== Required task ==
Please collect every line in the records below that contains the word "mossy" and copy each one as it appears.

+--

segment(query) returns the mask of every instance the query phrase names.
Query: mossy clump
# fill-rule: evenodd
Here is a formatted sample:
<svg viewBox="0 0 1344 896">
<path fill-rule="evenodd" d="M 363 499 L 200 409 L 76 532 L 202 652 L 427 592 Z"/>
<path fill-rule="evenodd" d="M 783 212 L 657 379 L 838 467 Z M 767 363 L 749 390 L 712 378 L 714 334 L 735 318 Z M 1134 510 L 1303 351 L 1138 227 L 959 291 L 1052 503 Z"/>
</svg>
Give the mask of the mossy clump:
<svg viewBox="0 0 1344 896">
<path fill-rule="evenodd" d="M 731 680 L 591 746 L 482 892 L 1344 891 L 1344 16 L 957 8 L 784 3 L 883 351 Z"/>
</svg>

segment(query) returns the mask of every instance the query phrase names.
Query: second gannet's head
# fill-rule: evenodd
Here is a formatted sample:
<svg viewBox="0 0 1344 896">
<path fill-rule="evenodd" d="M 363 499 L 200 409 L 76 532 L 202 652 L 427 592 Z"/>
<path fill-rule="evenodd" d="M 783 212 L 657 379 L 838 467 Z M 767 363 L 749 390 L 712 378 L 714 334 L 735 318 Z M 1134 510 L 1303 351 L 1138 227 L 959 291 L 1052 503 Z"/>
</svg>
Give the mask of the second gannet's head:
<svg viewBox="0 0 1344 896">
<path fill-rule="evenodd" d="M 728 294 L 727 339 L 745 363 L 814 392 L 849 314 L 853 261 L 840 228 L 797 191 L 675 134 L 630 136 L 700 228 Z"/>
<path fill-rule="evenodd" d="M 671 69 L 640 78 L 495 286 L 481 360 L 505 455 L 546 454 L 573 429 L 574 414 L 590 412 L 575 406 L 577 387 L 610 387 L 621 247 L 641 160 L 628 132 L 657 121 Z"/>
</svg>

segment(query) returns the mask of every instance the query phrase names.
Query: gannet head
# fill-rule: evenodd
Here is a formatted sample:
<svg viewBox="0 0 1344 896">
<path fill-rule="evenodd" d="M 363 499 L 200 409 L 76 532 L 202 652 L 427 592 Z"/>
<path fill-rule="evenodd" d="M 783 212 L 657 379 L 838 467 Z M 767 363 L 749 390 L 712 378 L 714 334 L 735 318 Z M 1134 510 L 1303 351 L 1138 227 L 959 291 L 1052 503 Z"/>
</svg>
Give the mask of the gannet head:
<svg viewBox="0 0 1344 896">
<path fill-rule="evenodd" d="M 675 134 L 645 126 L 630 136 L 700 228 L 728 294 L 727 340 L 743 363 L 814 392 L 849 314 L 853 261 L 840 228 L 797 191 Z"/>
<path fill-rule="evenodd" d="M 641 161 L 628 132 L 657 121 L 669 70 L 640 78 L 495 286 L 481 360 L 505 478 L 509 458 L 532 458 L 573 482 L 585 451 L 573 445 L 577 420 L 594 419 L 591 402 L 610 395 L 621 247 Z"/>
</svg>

+--

== Correct answer ==
Query: mossy clump
Give the mask of the mossy clump:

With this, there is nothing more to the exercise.